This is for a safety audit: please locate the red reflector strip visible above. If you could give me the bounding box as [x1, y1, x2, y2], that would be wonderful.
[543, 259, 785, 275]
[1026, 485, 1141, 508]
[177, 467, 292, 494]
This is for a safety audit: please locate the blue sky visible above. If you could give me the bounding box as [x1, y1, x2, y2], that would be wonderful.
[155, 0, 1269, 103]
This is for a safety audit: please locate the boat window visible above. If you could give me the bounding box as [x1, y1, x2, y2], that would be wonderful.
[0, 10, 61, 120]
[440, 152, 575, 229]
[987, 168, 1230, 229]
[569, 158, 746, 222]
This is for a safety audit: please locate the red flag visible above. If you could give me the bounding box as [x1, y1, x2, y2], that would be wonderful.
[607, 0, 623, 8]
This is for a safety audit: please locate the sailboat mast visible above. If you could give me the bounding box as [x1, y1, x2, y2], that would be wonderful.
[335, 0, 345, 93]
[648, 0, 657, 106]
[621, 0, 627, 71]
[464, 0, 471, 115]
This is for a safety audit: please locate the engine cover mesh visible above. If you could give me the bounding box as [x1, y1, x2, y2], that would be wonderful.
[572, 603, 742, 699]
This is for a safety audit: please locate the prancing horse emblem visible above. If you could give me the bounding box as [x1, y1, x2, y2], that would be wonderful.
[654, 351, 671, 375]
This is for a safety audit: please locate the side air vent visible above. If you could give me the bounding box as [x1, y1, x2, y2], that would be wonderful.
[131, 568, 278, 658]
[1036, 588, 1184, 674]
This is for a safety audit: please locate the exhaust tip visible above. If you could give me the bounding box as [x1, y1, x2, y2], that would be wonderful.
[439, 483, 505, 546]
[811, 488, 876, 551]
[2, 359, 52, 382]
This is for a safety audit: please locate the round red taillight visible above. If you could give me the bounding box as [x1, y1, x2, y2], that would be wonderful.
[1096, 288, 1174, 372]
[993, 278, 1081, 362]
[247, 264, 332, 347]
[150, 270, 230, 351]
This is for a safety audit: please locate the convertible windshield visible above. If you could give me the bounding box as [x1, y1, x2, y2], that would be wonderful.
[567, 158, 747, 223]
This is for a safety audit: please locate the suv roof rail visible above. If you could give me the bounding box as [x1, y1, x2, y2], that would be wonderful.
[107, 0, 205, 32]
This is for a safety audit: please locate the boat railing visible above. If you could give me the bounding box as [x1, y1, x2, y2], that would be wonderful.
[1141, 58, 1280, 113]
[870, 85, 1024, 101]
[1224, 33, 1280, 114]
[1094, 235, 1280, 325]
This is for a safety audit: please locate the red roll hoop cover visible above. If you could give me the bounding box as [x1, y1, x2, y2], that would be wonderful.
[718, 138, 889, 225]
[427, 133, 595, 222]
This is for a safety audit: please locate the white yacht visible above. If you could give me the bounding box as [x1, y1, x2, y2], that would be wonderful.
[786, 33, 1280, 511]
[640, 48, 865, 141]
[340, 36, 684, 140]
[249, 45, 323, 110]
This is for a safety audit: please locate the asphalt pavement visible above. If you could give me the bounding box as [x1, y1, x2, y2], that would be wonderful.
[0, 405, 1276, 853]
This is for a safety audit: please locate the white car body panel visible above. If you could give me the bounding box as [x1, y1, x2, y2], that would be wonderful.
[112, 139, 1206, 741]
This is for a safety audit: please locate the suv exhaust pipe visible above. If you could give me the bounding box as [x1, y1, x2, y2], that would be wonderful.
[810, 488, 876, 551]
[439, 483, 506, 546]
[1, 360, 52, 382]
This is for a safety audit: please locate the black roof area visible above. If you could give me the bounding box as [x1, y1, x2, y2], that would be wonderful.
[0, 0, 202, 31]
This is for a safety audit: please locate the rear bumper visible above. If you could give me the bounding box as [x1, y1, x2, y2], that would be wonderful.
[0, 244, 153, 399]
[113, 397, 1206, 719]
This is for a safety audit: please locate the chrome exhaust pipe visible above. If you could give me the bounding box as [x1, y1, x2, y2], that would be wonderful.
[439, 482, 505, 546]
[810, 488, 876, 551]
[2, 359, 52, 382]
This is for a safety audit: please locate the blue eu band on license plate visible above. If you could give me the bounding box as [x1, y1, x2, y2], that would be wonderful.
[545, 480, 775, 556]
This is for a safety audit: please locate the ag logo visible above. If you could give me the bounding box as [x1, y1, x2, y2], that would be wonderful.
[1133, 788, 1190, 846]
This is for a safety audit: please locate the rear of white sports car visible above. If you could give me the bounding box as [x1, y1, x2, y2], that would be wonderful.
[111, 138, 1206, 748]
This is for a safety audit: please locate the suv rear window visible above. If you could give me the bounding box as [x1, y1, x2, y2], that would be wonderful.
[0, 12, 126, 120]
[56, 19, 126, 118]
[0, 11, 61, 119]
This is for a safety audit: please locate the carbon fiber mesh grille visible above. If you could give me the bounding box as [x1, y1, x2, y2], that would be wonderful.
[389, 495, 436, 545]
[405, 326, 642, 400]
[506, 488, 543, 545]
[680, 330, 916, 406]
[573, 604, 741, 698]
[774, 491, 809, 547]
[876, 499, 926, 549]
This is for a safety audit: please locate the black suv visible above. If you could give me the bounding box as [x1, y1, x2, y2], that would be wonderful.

--- --- ---

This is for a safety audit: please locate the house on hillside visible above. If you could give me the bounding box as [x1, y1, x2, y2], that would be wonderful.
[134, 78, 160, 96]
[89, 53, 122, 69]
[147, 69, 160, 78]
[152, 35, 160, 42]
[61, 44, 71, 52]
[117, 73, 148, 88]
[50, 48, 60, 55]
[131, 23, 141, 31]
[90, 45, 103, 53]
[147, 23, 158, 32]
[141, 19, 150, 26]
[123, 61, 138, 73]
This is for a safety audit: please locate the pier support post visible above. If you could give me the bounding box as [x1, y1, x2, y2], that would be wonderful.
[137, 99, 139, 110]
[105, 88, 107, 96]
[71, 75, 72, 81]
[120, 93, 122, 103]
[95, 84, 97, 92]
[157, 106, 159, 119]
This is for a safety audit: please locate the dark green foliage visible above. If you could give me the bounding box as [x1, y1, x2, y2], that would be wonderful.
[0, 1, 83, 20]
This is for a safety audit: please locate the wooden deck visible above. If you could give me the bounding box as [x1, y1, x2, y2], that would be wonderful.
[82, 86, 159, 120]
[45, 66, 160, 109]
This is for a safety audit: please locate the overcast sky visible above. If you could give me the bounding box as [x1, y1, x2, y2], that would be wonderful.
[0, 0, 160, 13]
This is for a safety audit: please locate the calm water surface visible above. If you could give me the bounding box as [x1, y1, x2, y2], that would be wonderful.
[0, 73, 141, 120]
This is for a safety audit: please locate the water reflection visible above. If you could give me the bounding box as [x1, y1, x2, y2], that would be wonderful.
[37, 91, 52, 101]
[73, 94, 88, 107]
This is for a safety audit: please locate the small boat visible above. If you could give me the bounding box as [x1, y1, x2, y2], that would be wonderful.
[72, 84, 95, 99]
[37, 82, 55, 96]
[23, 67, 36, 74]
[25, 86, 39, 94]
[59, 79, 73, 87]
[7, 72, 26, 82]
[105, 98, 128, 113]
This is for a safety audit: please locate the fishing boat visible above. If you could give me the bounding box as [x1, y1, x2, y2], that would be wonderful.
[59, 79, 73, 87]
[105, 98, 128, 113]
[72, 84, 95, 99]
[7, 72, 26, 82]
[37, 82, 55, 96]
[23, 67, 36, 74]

--- --- ---

Required work: Output only an exact transcription of the lines above from the one with "This is for a safety audit: please locate the carbon" up to and including the one with "This is for a safety audit: please locate the black suv".

Output:
This is for a safety audit: please locate the carbon fiber mesh grille visible above. If you could give me the bounding box as [x1, y1, x2, y2], that would be wonderful.
[389, 495, 436, 545]
[405, 326, 642, 400]
[506, 488, 543, 545]
[680, 330, 916, 406]
[573, 604, 741, 698]
[774, 491, 809, 547]
[876, 499, 926, 549]
This is for a safety audit: please locate the black suv visible above. If you could give me the bounding box as [x1, y1, x2, y2], that would be wonderful.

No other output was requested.